#### [ТЕКСТ]
__________________________________________________

Выполняет ли в «Мексиканском дивертисменте» заключительный образ ящерицы, смотрящей на космический корабль, роль катапульты от всяких мексиканских символов к такому размышлению?
Единственно, что, по-моему, стоит сказать об этих стихах, — это то, что темой была Мексика, не конкретно Мексика, а, как я полагаю, состояние духа, помещенного на менее благоприятный для него фон. Или я думаю, что это была тема. Я пытался использовать традиционные испанские метры. Первая часть, о Максимилиане, начинается как мадригал. Вторая, «1867» — где о Хуаресе, — сделана в размере чокло, то есть аргентинского танго. «Мери- да», третья часть, написана размером, который в пятнадцатом веке использовал величайший испанский поэт, я думаю, всех времен — Хорхе Манрике. Это имитация его элегии на смерть отца. И «Романсеро» — традиционная испанская вещь, эти тетраметры. Есть приближение к современным стихам в главе «К Евгению». И классический пятистопный ямб — нормальная, обычная вещь, приводящая домой, — в заключительной энциклопедической части «Заметка для энциклопедии». В конце концов, это называется дивертисмент. Он должен иметь дело с манерами, со стилями, которые там используются. Если можно так выразиться, это дань культуре, о которой идет речь.
Хотелось бы узнать, в этих стихах у вас более публичный, более грубый голос?
Может быть, но в то же время меня это возмущало. И я старался смягчить его. Я слегка удивился, когда The New York Review of Books выбрала эти стихи, потому что это отнюдь не самая либеральная строфа, которая там обнаруживается. Боюсь, некоторые люди в Мексике рассердились, потому что стихи немножко в духе Ивлина Во.
У вас есть любимые среди написанных вами стихов?

__________________________________________________

(Записи коллекции)
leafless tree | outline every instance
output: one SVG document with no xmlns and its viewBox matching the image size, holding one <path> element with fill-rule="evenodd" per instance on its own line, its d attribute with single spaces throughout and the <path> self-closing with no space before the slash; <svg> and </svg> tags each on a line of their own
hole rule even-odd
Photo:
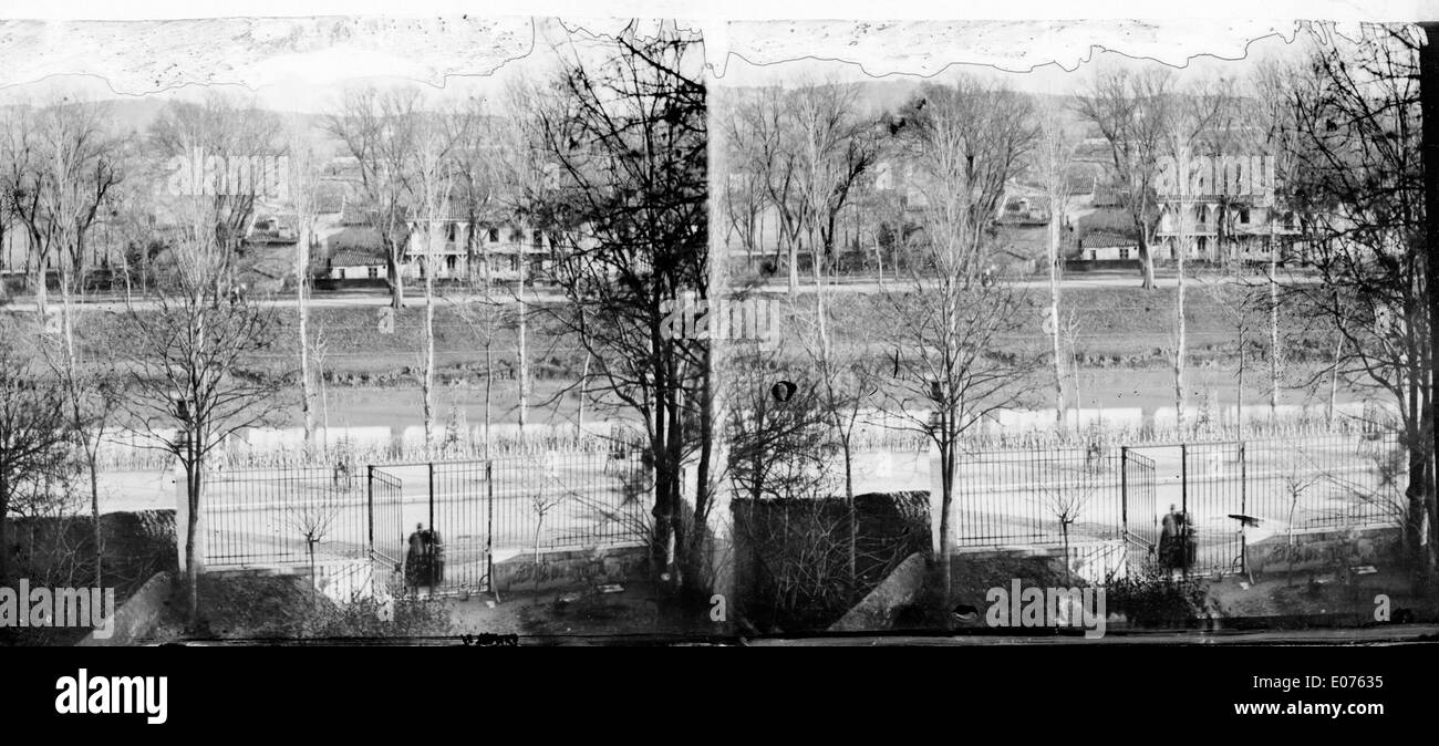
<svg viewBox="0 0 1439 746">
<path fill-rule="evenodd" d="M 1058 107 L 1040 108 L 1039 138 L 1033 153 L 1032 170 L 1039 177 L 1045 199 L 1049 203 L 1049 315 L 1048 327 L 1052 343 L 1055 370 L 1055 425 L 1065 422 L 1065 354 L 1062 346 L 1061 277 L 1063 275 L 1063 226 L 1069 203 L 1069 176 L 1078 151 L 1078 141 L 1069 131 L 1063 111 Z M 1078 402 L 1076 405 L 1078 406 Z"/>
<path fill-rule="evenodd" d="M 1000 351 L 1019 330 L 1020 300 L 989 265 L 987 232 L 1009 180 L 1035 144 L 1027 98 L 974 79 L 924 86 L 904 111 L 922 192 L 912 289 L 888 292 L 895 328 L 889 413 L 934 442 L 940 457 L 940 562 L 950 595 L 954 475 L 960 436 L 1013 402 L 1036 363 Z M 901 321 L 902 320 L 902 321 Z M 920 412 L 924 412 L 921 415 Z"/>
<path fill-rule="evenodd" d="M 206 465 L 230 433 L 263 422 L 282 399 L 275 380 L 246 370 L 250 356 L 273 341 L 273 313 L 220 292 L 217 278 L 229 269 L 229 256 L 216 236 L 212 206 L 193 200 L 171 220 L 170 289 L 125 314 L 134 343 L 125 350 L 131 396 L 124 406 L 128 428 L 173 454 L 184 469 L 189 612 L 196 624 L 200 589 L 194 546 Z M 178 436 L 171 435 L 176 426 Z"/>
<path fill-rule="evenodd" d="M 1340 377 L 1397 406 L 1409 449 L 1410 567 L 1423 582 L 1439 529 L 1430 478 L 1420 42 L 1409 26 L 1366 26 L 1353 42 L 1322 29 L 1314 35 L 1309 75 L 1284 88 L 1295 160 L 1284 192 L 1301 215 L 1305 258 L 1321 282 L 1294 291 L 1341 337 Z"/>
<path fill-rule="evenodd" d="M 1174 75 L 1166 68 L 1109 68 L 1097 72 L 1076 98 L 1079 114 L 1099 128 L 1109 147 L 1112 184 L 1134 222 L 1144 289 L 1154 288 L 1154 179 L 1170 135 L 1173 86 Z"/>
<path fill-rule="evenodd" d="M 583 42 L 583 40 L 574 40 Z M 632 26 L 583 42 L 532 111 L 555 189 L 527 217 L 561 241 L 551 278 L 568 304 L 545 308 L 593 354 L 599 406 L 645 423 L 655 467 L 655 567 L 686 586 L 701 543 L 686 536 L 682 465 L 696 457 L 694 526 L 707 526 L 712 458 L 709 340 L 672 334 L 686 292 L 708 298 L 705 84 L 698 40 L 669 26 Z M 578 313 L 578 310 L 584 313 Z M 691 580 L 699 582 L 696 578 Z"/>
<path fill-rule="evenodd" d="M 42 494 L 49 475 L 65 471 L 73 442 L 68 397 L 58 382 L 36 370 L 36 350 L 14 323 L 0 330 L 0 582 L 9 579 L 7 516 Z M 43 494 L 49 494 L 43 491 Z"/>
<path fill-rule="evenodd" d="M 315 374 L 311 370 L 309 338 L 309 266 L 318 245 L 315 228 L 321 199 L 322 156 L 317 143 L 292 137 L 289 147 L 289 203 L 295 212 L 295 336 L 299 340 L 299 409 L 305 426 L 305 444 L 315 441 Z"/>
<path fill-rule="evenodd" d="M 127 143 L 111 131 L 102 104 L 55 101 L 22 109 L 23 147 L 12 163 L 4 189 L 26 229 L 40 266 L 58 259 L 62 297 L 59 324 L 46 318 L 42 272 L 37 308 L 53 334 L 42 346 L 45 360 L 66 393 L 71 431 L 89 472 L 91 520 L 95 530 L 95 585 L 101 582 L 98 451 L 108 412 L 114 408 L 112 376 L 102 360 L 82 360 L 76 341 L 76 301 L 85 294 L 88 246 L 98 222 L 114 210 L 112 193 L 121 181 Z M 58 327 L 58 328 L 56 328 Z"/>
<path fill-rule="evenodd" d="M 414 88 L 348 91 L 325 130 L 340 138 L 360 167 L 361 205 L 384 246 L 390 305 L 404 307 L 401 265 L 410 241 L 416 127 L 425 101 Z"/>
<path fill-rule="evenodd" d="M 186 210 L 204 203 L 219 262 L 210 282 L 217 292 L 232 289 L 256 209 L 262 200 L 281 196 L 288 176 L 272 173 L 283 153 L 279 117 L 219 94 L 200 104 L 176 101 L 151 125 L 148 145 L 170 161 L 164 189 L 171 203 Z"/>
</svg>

__________________________________________________

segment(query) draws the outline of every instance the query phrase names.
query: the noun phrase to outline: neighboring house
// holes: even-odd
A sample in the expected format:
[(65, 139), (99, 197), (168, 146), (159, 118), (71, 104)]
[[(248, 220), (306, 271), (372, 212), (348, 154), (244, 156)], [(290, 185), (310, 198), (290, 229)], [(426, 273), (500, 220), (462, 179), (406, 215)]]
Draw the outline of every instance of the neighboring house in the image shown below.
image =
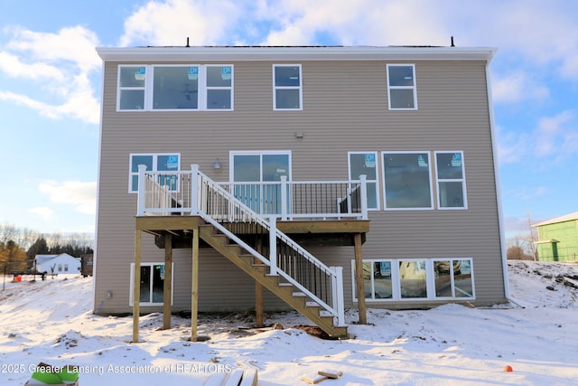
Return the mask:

__________________________________________________

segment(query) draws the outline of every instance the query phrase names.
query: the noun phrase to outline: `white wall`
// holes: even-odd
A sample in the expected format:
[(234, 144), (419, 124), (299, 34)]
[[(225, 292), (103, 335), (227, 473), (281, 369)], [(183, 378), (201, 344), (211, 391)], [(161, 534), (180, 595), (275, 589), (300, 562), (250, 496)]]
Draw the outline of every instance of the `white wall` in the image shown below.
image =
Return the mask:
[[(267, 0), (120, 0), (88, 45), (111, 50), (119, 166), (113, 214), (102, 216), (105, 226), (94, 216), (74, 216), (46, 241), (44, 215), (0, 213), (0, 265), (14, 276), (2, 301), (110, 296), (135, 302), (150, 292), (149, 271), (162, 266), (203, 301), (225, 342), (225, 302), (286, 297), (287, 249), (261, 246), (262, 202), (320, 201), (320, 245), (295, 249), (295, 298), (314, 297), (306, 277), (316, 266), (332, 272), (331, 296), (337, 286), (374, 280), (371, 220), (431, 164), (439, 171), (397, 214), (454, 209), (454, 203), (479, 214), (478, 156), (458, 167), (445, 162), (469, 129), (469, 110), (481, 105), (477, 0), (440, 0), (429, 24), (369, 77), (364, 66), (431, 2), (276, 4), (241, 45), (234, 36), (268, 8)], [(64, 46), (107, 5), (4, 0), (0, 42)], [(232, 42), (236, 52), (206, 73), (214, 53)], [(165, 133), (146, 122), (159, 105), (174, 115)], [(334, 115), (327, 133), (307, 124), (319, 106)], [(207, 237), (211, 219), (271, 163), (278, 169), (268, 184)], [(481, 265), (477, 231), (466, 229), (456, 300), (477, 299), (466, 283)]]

__________________________________________________

#### [ЗАДАНИЕ]
Перепишите фрагмент текста от слов «Может быть, но» до слов «написанных вами стихов?» включительно, заменив «Ивлина Во» на «Грэма Грина». Материал никак не связан с текстом.

#### [РЕШЕНИЕ]
Может быть, но в то же время меня это возмущало. И я старался смягчить его. Я слегка удивился, когда The New York Review of Books выбрала эти стихи, потому что это отнюдь не самая либеральная строфа, которая там обнаруживается. Боюсь, некоторые люди в Мексике рассердились, потому что стихи немножко в духе Грэма Грина.
У вас есть любимые среди написанных вами стихов?